• YOUR TASK: Arrange the records below as a numbered list, starting at the beginning of the records and ending at the line that contains "[189,177,350,434]", with that line included. Omit any blank lines.

[Records from a data source]
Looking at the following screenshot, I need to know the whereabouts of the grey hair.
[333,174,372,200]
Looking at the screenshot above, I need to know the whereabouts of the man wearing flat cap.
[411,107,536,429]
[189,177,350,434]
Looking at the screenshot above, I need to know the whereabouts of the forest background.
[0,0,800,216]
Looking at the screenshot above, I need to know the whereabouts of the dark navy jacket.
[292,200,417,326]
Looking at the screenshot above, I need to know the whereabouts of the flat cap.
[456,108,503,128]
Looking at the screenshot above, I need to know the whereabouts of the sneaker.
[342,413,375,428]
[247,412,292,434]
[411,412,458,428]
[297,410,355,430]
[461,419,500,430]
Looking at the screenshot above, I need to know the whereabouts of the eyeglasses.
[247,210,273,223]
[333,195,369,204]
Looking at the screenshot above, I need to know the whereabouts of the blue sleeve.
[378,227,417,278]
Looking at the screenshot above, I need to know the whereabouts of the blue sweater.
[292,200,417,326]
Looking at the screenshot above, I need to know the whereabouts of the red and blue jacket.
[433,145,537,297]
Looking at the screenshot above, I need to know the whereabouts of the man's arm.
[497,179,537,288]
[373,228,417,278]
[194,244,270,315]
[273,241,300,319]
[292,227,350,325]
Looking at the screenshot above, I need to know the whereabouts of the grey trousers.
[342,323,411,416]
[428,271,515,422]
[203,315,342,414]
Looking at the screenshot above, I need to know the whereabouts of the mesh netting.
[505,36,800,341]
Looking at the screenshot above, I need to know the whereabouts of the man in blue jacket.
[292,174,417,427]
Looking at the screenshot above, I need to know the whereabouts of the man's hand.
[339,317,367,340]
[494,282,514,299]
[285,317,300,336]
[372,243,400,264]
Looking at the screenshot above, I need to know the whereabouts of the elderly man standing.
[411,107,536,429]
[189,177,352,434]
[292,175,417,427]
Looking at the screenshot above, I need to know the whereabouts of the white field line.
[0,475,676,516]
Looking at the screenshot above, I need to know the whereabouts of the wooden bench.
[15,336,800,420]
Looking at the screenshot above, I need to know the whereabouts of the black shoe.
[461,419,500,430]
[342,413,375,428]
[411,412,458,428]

• TASK SOLUTION:
1. Looking at the following screenshot, I need to know the whereabouts of the grey hair.
2. [333,174,372,200]
3. Looking at the screenshot above, I need to know the whereabouts of the man wearing flat cap.
4. [411,107,536,429]
5. [189,177,350,434]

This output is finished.